**** DATASET ROWS

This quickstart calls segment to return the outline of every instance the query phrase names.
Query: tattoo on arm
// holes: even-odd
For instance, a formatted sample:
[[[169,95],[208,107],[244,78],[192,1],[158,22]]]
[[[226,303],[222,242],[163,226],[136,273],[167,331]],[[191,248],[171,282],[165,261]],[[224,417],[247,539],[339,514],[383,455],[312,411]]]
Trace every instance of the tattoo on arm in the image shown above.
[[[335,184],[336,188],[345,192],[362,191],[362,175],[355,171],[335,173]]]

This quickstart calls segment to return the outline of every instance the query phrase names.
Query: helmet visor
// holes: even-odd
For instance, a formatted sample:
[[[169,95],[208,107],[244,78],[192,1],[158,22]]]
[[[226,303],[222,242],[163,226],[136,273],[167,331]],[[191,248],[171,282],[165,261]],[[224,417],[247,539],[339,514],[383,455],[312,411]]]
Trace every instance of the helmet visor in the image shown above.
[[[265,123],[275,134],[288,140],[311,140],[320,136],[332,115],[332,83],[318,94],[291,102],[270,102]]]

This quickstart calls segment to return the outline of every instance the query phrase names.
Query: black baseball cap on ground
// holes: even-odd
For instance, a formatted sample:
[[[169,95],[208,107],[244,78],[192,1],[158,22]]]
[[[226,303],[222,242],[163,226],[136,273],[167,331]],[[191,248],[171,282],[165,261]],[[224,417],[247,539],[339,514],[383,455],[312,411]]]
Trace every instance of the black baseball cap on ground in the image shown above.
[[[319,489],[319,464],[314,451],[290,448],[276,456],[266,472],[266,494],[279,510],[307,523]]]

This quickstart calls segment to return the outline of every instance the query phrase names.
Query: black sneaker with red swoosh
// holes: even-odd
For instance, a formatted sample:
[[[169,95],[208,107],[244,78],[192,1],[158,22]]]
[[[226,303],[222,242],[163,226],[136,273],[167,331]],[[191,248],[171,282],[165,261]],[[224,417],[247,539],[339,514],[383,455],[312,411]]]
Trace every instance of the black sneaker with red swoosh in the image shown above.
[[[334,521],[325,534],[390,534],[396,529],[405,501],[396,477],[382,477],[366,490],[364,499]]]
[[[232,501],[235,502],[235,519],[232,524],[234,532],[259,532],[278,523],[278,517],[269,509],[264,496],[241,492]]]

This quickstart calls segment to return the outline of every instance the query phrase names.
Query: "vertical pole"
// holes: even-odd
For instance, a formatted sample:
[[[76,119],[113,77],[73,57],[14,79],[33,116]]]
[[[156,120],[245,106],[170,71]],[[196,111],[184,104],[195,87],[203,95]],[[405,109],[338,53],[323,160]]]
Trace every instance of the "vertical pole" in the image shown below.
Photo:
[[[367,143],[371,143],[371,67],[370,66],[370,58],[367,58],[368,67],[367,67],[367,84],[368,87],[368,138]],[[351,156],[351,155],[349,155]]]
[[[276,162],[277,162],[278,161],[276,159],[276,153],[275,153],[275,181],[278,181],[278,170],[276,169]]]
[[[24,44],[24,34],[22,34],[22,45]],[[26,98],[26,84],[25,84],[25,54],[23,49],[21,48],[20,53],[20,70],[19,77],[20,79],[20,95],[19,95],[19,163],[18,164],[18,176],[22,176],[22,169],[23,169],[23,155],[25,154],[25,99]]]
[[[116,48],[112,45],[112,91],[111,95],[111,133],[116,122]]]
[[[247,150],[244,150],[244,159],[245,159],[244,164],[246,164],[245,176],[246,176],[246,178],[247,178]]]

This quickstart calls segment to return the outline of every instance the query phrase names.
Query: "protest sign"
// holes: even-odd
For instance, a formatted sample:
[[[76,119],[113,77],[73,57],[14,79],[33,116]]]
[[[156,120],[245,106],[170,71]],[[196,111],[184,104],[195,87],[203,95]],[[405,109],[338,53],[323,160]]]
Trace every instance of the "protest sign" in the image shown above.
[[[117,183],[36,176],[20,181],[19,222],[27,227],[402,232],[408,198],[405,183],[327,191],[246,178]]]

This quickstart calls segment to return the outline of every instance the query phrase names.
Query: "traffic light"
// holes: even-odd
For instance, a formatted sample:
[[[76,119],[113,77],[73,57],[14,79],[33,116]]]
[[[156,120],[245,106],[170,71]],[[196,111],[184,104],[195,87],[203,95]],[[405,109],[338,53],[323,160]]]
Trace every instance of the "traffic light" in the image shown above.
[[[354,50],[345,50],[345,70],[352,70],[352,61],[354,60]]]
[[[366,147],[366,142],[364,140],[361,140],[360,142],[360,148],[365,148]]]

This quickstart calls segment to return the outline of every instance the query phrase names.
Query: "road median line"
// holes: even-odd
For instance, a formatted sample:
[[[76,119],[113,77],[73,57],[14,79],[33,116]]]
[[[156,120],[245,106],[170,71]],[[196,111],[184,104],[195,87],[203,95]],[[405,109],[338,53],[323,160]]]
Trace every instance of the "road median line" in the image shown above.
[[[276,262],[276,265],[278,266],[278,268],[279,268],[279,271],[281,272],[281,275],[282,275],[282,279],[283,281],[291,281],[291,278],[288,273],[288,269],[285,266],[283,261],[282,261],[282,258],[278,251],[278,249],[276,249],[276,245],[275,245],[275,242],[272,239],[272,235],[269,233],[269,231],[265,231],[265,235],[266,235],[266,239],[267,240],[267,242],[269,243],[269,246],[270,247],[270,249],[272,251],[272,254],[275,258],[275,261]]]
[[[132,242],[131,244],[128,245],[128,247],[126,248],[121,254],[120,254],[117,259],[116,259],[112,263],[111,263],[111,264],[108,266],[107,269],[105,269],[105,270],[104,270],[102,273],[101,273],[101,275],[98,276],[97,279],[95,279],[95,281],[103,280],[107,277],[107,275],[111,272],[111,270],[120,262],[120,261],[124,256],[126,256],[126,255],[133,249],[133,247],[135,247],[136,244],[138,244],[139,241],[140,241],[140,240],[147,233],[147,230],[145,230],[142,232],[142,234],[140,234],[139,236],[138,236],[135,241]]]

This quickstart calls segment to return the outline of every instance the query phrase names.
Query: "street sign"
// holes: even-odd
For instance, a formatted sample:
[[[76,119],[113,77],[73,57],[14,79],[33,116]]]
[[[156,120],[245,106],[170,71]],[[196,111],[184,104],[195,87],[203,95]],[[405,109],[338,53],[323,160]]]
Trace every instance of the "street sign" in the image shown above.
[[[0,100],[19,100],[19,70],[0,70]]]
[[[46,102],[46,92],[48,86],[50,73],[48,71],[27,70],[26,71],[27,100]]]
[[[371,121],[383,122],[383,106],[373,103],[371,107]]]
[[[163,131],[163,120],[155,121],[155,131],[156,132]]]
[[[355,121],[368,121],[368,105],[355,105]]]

********

[YOUR OBJECTIVE]:
Exactly reproduce every line found in the records.

[SOLUTION TO THIS EXERCISE]:
This quickstart calls segment to return the outline of every instance the query phrase names.
Query: tattoo on arm
// holes: even-odd
For instance, a formatted sample:
[[[169,95],[208,107],[244,78],[192,1],[158,22]]]
[[[226,303],[222,242],[163,226],[136,273],[167,331]],[[191,248],[171,282],[165,261]],[[224,417],[247,539],[339,514],[383,455],[312,411]]]
Trace every instance of the tattoo on arm in the image shown above.
[[[335,184],[336,188],[345,192],[362,191],[362,175],[355,171],[335,173]]]

This quickstart calls segment to return the outline of every instance the query phrase names.
Query: helmet visor
// holes: even-odd
For instance, a formatted sample:
[[[169,95],[208,107],[244,78],[192,1],[158,22]]]
[[[226,303],[222,242],[163,226],[136,273],[167,331]],[[191,248],[171,282],[165,261]],[[224,417],[247,539],[339,514],[383,455],[312,411]]]
Trace every instance of the helmet visor in the image shown above.
[[[265,123],[275,134],[288,140],[311,140],[320,136],[332,115],[332,83],[318,94],[291,102],[270,102]]]

This quickstart calls segment to return the outline of every instance the query phrase names.
Query: black baseball cap on ground
// holes: even-odd
For instance, a formatted sample:
[[[169,95],[208,107],[244,78],[192,1],[158,22]]]
[[[226,303],[222,242],[163,226],[136,273],[167,331]],[[191,248],[171,282],[165,261]],[[224,417],[247,539],[339,514],[383,455],[312,411]]]
Trace every instance of the black baseball cap on ground in the image shown above.
[[[319,489],[319,464],[314,451],[290,448],[276,456],[266,472],[266,494],[279,510],[307,523]]]

This quickstart calls segment to return the outline of every instance the query phrase names.
Query: black sneaker with red swoosh
// holes: even-odd
For instance, a formatted sample:
[[[169,95],[208,107],[244,78],[192,1],[158,22]]]
[[[226,303],[222,242],[163,226],[136,273],[167,331]],[[191,248],[171,282],[165,261]],[[224,417],[247,539],[339,514],[383,455],[312,411]]]
Trace every instance of the black sneaker with red swoosh in the image shown above.
[[[334,521],[325,534],[390,534],[396,529],[405,501],[396,477],[382,477],[366,490],[364,499]]]
[[[232,501],[235,502],[235,519],[232,524],[234,532],[259,532],[278,523],[278,517],[269,509],[264,496],[241,492]]]

This quickstart calls segment to return the outline of every instance the query phrase names.
Query: "vertical pole"
// holes: even-odd
For instance, a formatted sample:
[[[76,119],[113,77],[73,57],[14,79],[33,116]]]
[[[156,120],[245,106],[170,71]],[[196,111],[184,104],[195,87],[203,95]],[[405,109],[338,53],[323,160]]]
Trace every instance of the "vertical pole" in the image shown below.
Photo:
[[[367,143],[371,143],[371,67],[370,66],[370,58],[367,58],[368,67],[367,67],[367,84],[368,87],[368,138]],[[351,156],[351,155],[349,155]]]
[[[276,162],[277,162],[278,161],[276,159],[276,153],[275,153],[275,181],[278,181],[278,170],[276,169]]]
[[[24,44],[24,34],[22,34],[22,45]],[[26,98],[26,84],[25,84],[25,54],[23,49],[21,48],[20,53],[20,70],[19,77],[20,79],[20,95],[19,95],[19,163],[18,164],[18,176],[22,176],[22,169],[23,169],[23,155],[25,154],[25,99]]]
[[[116,48],[112,45],[112,91],[111,95],[111,133],[116,122]]]
[[[247,150],[244,150],[244,159],[245,159],[244,164],[246,164],[245,176],[246,176],[246,178],[247,178]]]

This quickstart calls segment to return the outline of every instance the query phrase names.
Query: "protest sign"
// holes: even-odd
For instance, a formatted sample:
[[[76,119],[113,77],[73,57],[14,79],[33,116]]]
[[[156,120],[245,106],[170,71]],[[196,111],[184,104],[195,87],[203,95]],[[405,109],[338,53],[323,160]]]
Trace every instance of the "protest sign" in the image shown above.
[[[117,183],[36,176],[20,181],[19,222],[27,227],[402,232],[408,198],[405,183],[327,191],[246,178]]]

This quickstart calls segment to return the outline of every instance the query phrase names.
Query: "traffic light"
// holes: even-odd
For instance, a formatted sample:
[[[76,119],[113,77],[73,57],[14,79],[33,116]]]
[[[156,120],[245,106],[170,71]],[[196,111],[184,104],[195,87],[203,95]],[[405,109],[338,53],[323,160]]]
Trace every instance of the "traffic light" in the image shown above.
[[[354,50],[345,50],[345,70],[352,70],[352,61],[354,60]]]
[[[366,147],[366,142],[364,140],[361,140],[360,142],[360,148],[365,148]]]

This quickstart calls segment to return the outline of every instance the query phrase names.
Query: "road median line"
// holes: even-odd
For instance, a formatted sample:
[[[76,119],[113,77],[73,57],[14,79],[33,116]]]
[[[156,120],[245,106],[170,71]],[[196,111],[184,104],[195,87],[203,95]],[[405,109],[338,53],[323,160]]]
Trace every instance of the "road median line" in the image shown above.
[[[276,262],[276,265],[278,266],[278,268],[279,268],[279,271],[281,272],[281,275],[282,275],[282,279],[283,281],[291,281],[291,278],[288,273],[288,269],[285,266],[283,261],[282,261],[282,258],[278,251],[278,249],[276,249],[276,245],[275,245],[275,242],[272,239],[272,235],[269,233],[269,231],[265,231],[265,235],[266,235],[266,239],[267,240],[267,242],[269,243],[269,246],[270,247],[270,249],[272,251],[272,254],[275,258],[275,261]]]
[[[132,242],[131,244],[128,245],[128,247],[126,248],[121,254],[120,254],[117,259],[116,259],[112,263],[111,263],[111,264],[108,266],[107,269],[105,269],[105,270],[104,270],[102,273],[101,273],[101,275],[98,276],[97,279],[95,279],[95,281],[103,280],[107,277],[107,275],[111,272],[111,270],[120,262],[120,261],[124,256],[126,256],[126,255],[133,249],[133,247],[135,247],[136,244],[138,244],[139,241],[140,241],[140,240],[147,233],[147,230],[145,230],[142,232],[142,234],[140,234],[139,236],[138,236],[135,241]]]

This quickstart calls segment to return the outline of every instance the query phrase names.
Query: "street sign"
// holes: even-odd
For instance, a formatted sample:
[[[76,119],[113,77],[73,57],[14,79],[33,116]]]
[[[156,120],[245,106],[170,71]],[[196,111],[184,104],[195,87],[203,95]],[[405,109],[338,53],[323,160]]]
Trace every instance of the "street sign" in the image shown above.
[[[0,100],[19,100],[19,70],[0,70]]]
[[[46,102],[46,92],[48,86],[50,73],[48,71],[27,70],[26,71],[27,100]]]
[[[371,121],[383,122],[383,106],[373,103],[371,107]]]
[[[163,131],[163,120],[155,121],[155,131],[156,132]]]
[[[355,121],[368,121],[368,105],[355,105]]]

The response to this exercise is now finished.